* **Required work**
Retype the rows from the start through the line containing "(85, 0), (137, 137)", both ends included, with no changes.

Excerpts of labeled region data:
++++++++++++++++++++

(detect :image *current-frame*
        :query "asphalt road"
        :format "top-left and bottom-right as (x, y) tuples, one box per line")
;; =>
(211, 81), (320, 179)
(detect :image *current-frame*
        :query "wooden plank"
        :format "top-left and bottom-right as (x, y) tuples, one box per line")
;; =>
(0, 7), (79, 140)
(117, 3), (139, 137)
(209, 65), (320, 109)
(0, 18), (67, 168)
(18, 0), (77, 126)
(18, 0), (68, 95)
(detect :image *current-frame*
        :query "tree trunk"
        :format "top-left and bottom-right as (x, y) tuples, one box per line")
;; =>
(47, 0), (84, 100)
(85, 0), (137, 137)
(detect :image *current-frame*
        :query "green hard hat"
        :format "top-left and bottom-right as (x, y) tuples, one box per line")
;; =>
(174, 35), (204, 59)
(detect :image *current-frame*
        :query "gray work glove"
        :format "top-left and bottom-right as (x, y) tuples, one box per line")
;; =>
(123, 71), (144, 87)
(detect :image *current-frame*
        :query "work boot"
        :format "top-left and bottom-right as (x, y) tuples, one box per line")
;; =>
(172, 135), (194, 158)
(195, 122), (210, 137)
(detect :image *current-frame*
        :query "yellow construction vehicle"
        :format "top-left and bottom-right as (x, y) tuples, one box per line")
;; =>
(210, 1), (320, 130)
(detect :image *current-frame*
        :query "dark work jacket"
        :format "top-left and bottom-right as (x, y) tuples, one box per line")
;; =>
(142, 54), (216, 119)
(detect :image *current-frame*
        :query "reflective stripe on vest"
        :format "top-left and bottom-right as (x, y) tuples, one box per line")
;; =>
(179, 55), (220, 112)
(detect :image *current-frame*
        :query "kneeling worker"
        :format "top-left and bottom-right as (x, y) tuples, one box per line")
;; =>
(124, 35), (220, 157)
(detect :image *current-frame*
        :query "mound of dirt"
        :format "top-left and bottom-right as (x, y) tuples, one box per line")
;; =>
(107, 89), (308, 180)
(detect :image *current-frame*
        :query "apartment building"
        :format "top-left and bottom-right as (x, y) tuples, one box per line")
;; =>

++++++++++++++++++++

* **Correct response**
(detect :image *current-frame*
        :query "asphalt road"
        :format "top-left and bottom-right as (x, y) tuples, one box per line")
;; =>
(211, 81), (320, 179)
(detect :image *current-frame*
        :query "wooden plank"
        :format "top-left and bottom-right as (x, y) tuples, one box per line")
;; =>
(0, 7), (79, 140)
(117, 3), (139, 137)
(209, 65), (320, 109)
(0, 18), (67, 168)
(18, 0), (77, 126)
(18, 0), (68, 95)
(detect :image *current-frame*
        :query "tree trunk"
        :format "top-left and bottom-right as (x, y) tuples, one box per line")
;; =>
(47, 0), (84, 100)
(85, 0), (137, 137)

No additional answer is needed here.